-------- Task inputs --------

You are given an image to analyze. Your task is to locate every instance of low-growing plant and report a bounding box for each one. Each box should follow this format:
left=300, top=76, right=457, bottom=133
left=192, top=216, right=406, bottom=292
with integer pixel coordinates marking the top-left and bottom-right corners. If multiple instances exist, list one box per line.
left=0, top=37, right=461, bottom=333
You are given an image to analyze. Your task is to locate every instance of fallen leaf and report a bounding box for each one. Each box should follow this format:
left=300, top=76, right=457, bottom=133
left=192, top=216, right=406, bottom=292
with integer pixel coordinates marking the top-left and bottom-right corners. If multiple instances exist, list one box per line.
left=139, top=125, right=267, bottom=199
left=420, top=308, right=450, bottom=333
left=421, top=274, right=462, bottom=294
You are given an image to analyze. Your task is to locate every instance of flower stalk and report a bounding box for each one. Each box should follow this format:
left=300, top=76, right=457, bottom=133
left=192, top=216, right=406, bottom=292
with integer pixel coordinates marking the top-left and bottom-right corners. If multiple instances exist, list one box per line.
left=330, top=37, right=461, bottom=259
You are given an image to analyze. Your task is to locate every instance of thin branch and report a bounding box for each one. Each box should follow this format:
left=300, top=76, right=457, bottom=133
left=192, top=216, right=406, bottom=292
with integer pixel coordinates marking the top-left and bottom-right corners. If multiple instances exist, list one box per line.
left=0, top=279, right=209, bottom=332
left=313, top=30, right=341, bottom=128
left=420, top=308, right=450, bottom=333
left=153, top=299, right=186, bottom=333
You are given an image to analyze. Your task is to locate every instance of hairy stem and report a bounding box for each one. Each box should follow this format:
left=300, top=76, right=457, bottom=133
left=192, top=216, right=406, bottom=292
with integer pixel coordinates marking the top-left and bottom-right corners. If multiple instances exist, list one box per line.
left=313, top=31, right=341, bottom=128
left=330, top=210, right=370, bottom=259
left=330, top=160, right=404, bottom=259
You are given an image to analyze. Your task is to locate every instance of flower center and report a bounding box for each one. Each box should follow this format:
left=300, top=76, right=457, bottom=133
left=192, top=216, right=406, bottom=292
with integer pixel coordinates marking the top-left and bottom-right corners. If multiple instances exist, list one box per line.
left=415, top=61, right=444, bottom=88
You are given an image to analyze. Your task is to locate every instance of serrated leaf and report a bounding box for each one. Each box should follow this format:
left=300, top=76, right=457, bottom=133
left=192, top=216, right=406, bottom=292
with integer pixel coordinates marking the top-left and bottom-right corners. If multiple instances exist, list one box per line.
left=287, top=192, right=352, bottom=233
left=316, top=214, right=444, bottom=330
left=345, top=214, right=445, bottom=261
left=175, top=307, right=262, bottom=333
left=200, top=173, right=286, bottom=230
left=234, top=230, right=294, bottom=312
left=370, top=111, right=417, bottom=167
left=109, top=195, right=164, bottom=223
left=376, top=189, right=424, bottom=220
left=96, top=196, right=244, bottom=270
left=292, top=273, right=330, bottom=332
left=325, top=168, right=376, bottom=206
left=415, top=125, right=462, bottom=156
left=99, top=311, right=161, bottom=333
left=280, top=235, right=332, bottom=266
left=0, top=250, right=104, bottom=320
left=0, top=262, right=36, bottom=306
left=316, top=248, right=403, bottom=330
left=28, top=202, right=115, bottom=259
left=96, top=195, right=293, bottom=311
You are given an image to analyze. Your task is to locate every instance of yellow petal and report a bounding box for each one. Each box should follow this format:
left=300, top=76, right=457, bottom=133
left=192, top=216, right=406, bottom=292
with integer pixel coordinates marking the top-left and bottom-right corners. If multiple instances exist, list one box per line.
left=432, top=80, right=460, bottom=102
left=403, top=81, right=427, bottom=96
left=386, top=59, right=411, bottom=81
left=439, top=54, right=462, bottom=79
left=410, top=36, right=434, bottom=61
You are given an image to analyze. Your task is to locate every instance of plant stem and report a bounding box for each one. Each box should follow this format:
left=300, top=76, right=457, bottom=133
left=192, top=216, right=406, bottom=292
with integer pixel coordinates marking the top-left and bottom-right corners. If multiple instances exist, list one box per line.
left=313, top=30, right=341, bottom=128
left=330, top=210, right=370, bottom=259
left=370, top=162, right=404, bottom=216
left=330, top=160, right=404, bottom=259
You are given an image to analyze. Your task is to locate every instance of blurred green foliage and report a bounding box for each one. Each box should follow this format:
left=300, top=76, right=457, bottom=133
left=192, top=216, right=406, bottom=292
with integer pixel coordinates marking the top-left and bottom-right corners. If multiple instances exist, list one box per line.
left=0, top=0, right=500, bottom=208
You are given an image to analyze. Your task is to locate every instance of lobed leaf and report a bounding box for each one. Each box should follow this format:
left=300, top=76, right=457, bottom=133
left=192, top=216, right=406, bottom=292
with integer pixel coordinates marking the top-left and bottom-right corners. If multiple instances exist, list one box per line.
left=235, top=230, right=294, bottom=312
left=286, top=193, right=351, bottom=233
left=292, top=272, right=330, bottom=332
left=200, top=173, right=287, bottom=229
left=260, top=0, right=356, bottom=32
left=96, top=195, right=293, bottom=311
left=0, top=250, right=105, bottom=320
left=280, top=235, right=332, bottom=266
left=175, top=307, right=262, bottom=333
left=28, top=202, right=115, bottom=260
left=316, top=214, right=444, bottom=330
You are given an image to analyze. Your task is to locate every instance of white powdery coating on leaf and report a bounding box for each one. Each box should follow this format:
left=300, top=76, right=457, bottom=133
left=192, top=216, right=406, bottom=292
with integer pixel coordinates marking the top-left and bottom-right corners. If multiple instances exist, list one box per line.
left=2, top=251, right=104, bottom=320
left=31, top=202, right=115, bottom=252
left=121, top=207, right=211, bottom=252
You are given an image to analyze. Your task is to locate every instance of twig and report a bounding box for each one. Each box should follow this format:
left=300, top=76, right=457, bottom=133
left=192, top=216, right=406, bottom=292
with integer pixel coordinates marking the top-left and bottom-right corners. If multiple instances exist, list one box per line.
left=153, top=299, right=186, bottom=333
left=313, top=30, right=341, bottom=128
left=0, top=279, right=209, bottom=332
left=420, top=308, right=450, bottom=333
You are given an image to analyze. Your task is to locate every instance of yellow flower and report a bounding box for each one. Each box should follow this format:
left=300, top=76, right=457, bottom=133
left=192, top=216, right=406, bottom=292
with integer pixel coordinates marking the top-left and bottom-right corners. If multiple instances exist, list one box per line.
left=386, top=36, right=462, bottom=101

--------

Goal of the exercise: Write out all of the lines above again, substituting "whole-number pixel coordinates" for "integer pixel coordinates" and leaving everything else unchanged.

Solution for this problem:
You are given an image to analyze. Your task is to locate every instance of low-growing plant and report a bounding box for each one. Each box should follow this format:
left=300, top=76, right=457, bottom=133
left=192, top=216, right=406, bottom=292
with whole-number pixel coordinates marking the top-left and bottom-right corners. If multiple instances exist, list one box per line.
left=0, top=37, right=461, bottom=333
You are given an image to analyze. Your task is to locate every instance of fallen leaf and report a bounding box for each one. Each box should follow this format:
left=300, top=76, right=457, bottom=133
left=192, top=216, right=406, bottom=292
with whole-number pixel coordinates marking the top-left and bottom-right corners. If multiple instances exist, list one box per line.
left=139, top=125, right=267, bottom=199
left=420, top=308, right=450, bottom=333
left=421, top=274, right=462, bottom=294
You are given an image to analyze. Your task is to locate every instance of flower stalk and report a bounding box for each one. Each box should follow this format:
left=300, top=76, right=457, bottom=133
left=192, top=216, right=406, bottom=292
with whole-number pixel coordinates marking the top-left and bottom-right corners. If multiple instances exist, list one box per line.
left=330, top=37, right=461, bottom=259
You are given an image to analyze. Your task is to locate every instance of thin branch and report a bounding box for each one. Each box should follow this format:
left=300, top=76, right=457, bottom=133
left=192, top=216, right=406, bottom=292
with whole-number pixel coordinates marking the top-left and bottom-right corners. If multiple instances exist, list one box per line.
left=0, top=279, right=209, bottom=332
left=313, top=30, right=341, bottom=128
left=420, top=308, right=450, bottom=333
left=153, top=299, right=186, bottom=333
You are given an image to analyze. Your task is to locate every instance of hairy stem and report a bounding box for each one. Each box should follow this format:
left=300, top=76, right=457, bottom=133
left=192, top=216, right=406, bottom=292
with whole-number pixel coordinates marking the top-left and bottom-right corners. If multiple instances exist, list one box per line.
left=313, top=31, right=341, bottom=128
left=330, top=210, right=370, bottom=259
left=330, top=160, right=404, bottom=259
You are given an image to analyze. Your task is to locate every instance of flower center and report a bounding box for each one. Each box should follow this format:
left=300, top=76, right=457, bottom=133
left=192, top=216, right=406, bottom=292
with whole-number pixel coordinates marking the top-left and bottom-right corners. If multiple instances exist, list one box per line.
left=415, top=61, right=444, bottom=88
You are given an image to analyze. Your task is to locate every instance of serrated leaf and report a bounding box for each one. Each box should follow this format:
left=300, top=76, right=457, bottom=133
left=192, top=216, right=406, bottom=292
with whole-number pixel coordinates marking the top-left and bottom-right corners. If multiple instances exist, list one box per line.
left=287, top=192, right=352, bottom=233
left=316, top=214, right=444, bottom=330
left=345, top=214, right=445, bottom=261
left=175, top=307, right=262, bottom=333
left=200, top=173, right=286, bottom=230
left=234, top=230, right=294, bottom=312
left=370, top=111, right=417, bottom=167
left=109, top=195, right=164, bottom=223
left=376, top=189, right=424, bottom=220
left=96, top=196, right=244, bottom=270
left=292, top=273, right=330, bottom=332
left=325, top=168, right=376, bottom=206
left=415, top=125, right=462, bottom=156
left=99, top=311, right=161, bottom=333
left=280, top=235, right=332, bottom=266
left=0, top=250, right=104, bottom=320
left=0, top=262, right=36, bottom=306
left=316, top=248, right=403, bottom=330
left=28, top=202, right=115, bottom=259
left=96, top=195, right=293, bottom=311
You are given an image to analyze. Your task is to locate every instance of yellow petal and report a bounding box for each one. Each box should follow this format:
left=300, top=76, right=457, bottom=133
left=192, top=216, right=406, bottom=292
with whole-number pixel coordinates marking the top-left and bottom-right corners. If multiple instances exist, list one box per line.
left=432, top=80, right=460, bottom=102
left=403, top=81, right=427, bottom=96
left=386, top=59, right=411, bottom=81
left=439, top=54, right=462, bottom=79
left=410, top=36, right=434, bottom=61
You are given an image to analyze. Your task is to locate every instance of plant stem and report a bounding box for each one. Each box should follow this format:
left=300, top=76, right=457, bottom=133
left=192, top=216, right=406, bottom=292
with whole-number pixel coordinates marking the top-left and bottom-right corners. If multiple instances exist, list one box per line.
left=313, top=30, right=341, bottom=128
left=330, top=210, right=370, bottom=259
left=370, top=162, right=404, bottom=216
left=330, top=160, right=404, bottom=259
You are given an image to analyze. Your task is to locate every instance of blurred green foliage and report a bounding box for each one. Each box should follow this format:
left=300, top=76, right=457, bottom=133
left=192, top=216, right=406, bottom=292
with whole-number pixel coordinates marking the top-left and bottom-right corners. If multiple instances exist, list one box per line.
left=0, top=0, right=500, bottom=208
You are given an image to analyze. Your task is to locate every instance of lobed leaf and report a bounding box for each one. Each box should follow this format:
left=300, top=76, right=457, bottom=133
left=192, top=216, right=406, bottom=292
with whole-number pixel coordinates marking the top-left and bottom-right corners. If multiple instances exist, list one box per line.
left=235, top=230, right=294, bottom=312
left=286, top=193, right=351, bottom=233
left=292, top=272, right=330, bottom=332
left=200, top=173, right=287, bottom=229
left=260, top=0, right=356, bottom=32
left=96, top=195, right=293, bottom=311
left=0, top=250, right=105, bottom=320
left=280, top=235, right=332, bottom=266
left=175, top=307, right=262, bottom=333
left=28, top=202, right=115, bottom=260
left=316, top=214, right=444, bottom=330
You are given an image to analyze. Your task is to locate every instance of white powdery coating on leaf and report a bounding box for each one. Each box should follow this format:
left=300, top=76, right=457, bottom=133
left=192, top=216, right=406, bottom=292
with whole-number pixel coordinates marking the top-left and bottom-right corners. If multiple instances exist, list one box per line.
left=2, top=251, right=104, bottom=320
left=31, top=202, right=115, bottom=252
left=121, top=207, right=211, bottom=252
You are given an image to analyze. Your task is to locate every instance of twig and report a bounding box for each one. Each box should follow this format:
left=300, top=76, right=457, bottom=133
left=192, top=216, right=406, bottom=292
with whole-number pixel coordinates marking the top-left and bottom-right corners. If multiple instances exist, list one box per line.
left=153, top=299, right=186, bottom=333
left=313, top=30, right=341, bottom=128
left=0, top=279, right=209, bottom=332
left=420, top=308, right=450, bottom=333
You are given an image to analyze. Your task is to locate every instance of yellow flower and report a bounding box for each one. Each box should follow this format:
left=300, top=76, right=457, bottom=133
left=192, top=216, right=406, bottom=292
with whole-number pixel coordinates marking the top-left and bottom-right corners. If multiple instances exist, list one box per line.
left=386, top=36, right=462, bottom=101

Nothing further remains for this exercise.